● **Your assignment**: Find the line containing "Objective — a point for each instance of the shrub". Reproduce it and every line after it up to the end of the records, exactly as written.

● **Point localization data**:
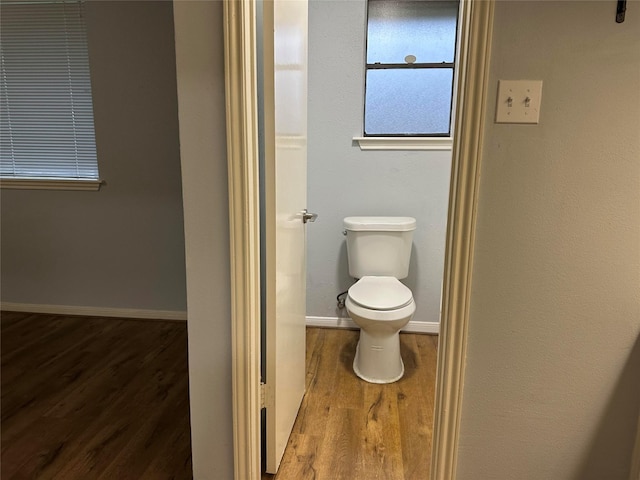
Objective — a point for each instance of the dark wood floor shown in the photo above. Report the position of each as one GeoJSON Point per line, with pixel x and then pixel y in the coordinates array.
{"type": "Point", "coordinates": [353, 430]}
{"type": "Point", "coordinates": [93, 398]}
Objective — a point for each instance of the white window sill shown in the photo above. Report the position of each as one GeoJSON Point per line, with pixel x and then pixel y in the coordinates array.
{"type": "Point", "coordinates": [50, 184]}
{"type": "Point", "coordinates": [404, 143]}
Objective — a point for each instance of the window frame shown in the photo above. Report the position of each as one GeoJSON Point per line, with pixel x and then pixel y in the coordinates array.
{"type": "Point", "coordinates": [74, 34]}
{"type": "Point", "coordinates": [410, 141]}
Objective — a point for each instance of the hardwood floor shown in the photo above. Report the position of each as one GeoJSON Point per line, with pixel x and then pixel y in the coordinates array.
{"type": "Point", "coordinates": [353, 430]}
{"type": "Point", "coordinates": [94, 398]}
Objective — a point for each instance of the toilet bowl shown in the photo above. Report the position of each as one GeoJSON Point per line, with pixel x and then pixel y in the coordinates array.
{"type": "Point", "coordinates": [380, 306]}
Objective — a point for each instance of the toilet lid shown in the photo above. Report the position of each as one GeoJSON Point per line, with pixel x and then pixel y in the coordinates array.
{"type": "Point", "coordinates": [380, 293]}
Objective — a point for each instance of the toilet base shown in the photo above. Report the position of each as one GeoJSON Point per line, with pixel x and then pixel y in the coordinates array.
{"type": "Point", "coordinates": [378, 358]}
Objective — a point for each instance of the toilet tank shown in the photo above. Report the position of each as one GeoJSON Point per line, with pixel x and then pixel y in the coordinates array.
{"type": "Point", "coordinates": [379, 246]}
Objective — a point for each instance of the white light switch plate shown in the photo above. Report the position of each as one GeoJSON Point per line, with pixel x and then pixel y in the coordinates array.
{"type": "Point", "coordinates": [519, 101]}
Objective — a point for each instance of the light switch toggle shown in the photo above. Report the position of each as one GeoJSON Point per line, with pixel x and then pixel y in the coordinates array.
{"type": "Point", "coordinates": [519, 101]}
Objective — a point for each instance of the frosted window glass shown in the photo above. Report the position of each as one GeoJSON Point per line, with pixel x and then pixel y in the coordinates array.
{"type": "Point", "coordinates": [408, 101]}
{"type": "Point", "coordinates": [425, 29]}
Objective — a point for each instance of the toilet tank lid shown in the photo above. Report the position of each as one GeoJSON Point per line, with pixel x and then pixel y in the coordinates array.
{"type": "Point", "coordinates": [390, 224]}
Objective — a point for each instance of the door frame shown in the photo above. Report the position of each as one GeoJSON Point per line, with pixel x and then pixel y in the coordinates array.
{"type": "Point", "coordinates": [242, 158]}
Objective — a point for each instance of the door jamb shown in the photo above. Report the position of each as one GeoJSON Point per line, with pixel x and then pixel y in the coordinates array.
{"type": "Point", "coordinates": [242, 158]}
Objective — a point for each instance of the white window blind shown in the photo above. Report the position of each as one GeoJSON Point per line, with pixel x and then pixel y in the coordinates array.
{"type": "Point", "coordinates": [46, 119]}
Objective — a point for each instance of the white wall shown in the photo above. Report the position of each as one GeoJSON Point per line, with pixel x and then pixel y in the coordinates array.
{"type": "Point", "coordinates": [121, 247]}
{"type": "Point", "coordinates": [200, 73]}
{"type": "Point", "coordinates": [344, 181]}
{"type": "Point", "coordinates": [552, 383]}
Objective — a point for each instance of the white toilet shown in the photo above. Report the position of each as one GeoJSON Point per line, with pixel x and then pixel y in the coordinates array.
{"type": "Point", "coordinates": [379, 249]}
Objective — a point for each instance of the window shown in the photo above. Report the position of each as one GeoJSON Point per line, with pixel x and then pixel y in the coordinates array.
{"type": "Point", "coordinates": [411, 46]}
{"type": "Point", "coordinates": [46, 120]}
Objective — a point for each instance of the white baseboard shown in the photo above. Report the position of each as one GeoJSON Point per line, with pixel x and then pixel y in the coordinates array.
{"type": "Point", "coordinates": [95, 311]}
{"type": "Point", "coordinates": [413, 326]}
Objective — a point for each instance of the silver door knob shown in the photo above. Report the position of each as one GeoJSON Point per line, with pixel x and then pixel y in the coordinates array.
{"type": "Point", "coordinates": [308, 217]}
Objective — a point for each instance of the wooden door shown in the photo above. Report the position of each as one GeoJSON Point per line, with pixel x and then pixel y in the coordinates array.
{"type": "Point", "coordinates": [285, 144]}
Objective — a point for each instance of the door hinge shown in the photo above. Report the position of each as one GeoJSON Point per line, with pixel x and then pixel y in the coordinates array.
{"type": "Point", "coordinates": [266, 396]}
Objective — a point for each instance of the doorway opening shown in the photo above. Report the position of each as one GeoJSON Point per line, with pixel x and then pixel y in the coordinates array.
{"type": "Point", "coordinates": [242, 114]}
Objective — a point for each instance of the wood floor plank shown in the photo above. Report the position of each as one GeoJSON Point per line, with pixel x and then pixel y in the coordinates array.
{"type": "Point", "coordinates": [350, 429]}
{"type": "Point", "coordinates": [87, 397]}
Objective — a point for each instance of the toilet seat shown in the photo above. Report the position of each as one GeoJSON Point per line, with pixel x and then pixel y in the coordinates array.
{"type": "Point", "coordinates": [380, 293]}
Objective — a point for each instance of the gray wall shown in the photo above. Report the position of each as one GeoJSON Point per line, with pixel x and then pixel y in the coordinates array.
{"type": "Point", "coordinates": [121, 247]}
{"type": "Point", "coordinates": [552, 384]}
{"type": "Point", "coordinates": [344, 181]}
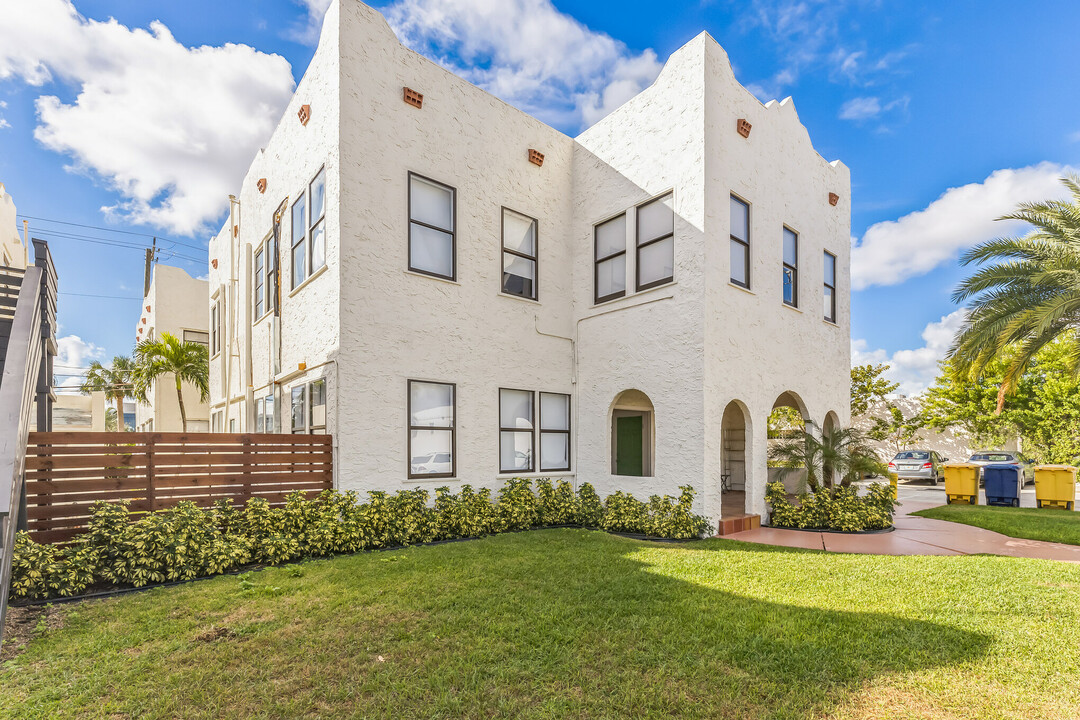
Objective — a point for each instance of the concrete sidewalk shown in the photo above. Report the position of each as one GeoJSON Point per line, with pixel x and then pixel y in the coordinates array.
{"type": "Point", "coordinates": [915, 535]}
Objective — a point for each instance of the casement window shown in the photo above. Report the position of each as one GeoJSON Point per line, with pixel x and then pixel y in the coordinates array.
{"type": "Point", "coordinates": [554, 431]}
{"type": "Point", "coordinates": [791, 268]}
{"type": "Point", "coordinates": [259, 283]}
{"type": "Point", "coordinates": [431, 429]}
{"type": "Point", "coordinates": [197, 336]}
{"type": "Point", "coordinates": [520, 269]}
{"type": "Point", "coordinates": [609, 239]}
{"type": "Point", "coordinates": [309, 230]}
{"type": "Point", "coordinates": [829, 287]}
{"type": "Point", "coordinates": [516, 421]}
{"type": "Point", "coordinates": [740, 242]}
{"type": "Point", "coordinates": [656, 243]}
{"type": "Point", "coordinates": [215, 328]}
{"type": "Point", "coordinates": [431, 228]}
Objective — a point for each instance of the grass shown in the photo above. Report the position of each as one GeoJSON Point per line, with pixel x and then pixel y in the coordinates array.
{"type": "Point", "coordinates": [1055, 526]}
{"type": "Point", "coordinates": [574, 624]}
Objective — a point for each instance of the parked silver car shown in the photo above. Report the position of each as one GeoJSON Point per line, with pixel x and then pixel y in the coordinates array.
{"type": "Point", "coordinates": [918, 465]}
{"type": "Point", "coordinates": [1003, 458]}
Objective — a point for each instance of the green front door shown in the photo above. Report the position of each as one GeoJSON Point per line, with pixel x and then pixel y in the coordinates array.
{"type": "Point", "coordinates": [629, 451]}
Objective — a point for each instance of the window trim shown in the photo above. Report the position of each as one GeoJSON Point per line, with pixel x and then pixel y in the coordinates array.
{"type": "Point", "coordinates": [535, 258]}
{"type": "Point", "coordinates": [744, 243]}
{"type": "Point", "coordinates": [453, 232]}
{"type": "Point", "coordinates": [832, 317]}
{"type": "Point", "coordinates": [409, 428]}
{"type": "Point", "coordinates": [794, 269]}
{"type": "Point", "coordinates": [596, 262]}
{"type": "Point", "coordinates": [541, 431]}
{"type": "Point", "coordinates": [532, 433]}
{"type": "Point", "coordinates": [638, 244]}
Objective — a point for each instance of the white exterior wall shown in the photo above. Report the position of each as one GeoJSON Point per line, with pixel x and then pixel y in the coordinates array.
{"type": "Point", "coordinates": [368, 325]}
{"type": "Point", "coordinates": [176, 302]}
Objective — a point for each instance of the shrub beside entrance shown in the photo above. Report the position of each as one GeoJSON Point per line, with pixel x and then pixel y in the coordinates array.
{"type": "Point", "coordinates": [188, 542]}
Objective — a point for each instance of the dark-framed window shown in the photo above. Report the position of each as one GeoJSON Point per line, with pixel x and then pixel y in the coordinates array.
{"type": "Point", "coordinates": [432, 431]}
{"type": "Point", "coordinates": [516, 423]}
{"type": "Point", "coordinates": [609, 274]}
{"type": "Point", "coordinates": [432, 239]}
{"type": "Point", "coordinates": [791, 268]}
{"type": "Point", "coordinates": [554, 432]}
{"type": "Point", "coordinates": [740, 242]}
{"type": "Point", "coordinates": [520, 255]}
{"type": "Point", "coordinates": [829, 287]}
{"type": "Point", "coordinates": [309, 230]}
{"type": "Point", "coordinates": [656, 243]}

● **Reply**:
Objective — a point for each instance of the shrub beside entrance shown in the photo above. Report the position of each as one GeoJSON Point per line, with pixel x and then pixel y in the coordinates array.
{"type": "Point", "coordinates": [188, 542]}
Objective — a point for each instance of the dark-framed window shown in the photo above. Report the position of each as one GeoJSON Point per line, with pixel x and then pixel y in the coordinates array.
{"type": "Point", "coordinates": [432, 431]}
{"type": "Point", "coordinates": [516, 423]}
{"type": "Point", "coordinates": [609, 274]}
{"type": "Point", "coordinates": [432, 239]}
{"type": "Point", "coordinates": [791, 268]}
{"type": "Point", "coordinates": [554, 432]}
{"type": "Point", "coordinates": [740, 242]}
{"type": "Point", "coordinates": [520, 255]}
{"type": "Point", "coordinates": [829, 287]}
{"type": "Point", "coordinates": [309, 230]}
{"type": "Point", "coordinates": [656, 243]}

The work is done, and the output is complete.